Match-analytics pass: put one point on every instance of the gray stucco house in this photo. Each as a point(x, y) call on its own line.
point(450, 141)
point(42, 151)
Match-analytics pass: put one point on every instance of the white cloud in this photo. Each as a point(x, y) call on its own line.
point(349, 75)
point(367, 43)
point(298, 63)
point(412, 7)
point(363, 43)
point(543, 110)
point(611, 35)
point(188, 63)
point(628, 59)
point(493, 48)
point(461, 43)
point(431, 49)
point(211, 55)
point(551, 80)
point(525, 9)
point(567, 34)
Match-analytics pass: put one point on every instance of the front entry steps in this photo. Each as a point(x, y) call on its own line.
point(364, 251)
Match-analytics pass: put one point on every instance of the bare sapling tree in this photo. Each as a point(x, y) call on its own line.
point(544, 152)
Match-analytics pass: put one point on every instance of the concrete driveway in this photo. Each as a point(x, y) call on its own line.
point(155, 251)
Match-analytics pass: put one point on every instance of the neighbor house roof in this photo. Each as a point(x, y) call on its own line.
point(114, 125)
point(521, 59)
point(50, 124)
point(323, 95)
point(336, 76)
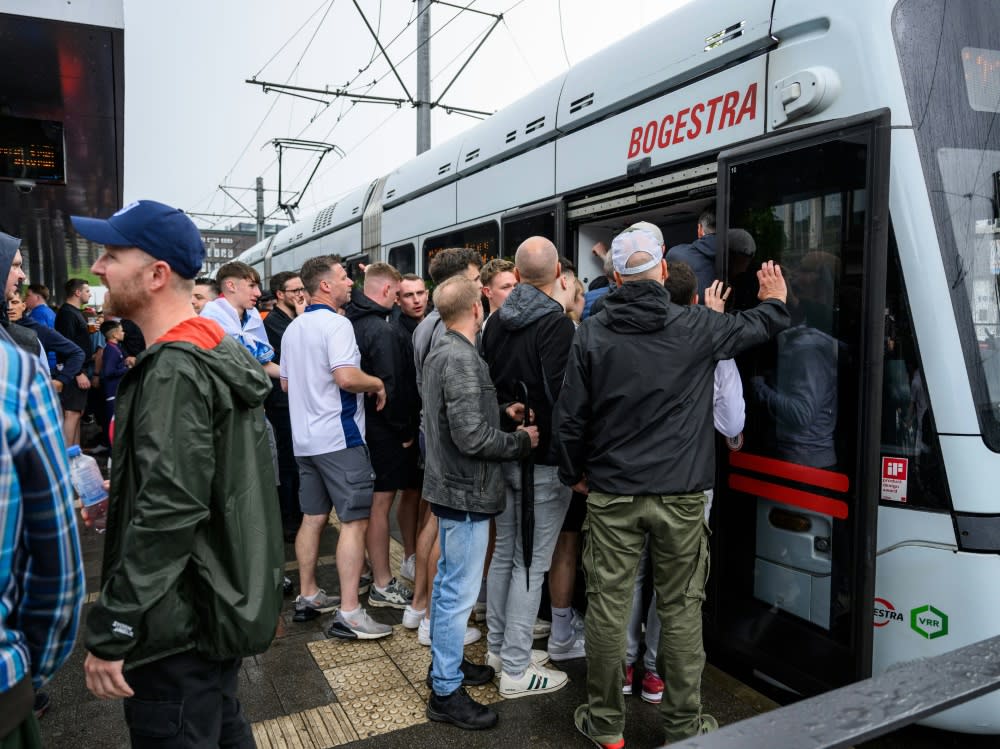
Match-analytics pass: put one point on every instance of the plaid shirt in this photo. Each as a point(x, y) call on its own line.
point(41, 571)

::::::::

Copy verbatim the stretch of the records from the line containing "of the neighbor" through the end of the records, and leave the pictures out of your copy.

EXPECTED ANSWER:
Match-analytics pass: put one point on every instance of the neighbor house roof in this photo. Each as a point(x, y) call on its own line.
point(114, 125)
point(521, 59)
point(50, 124)
point(323, 95)
point(336, 76)
Match-analytics pass: put one point on every instance of the plaid shirt in this photo. Each as a point(x, y) call on its own line.
point(41, 571)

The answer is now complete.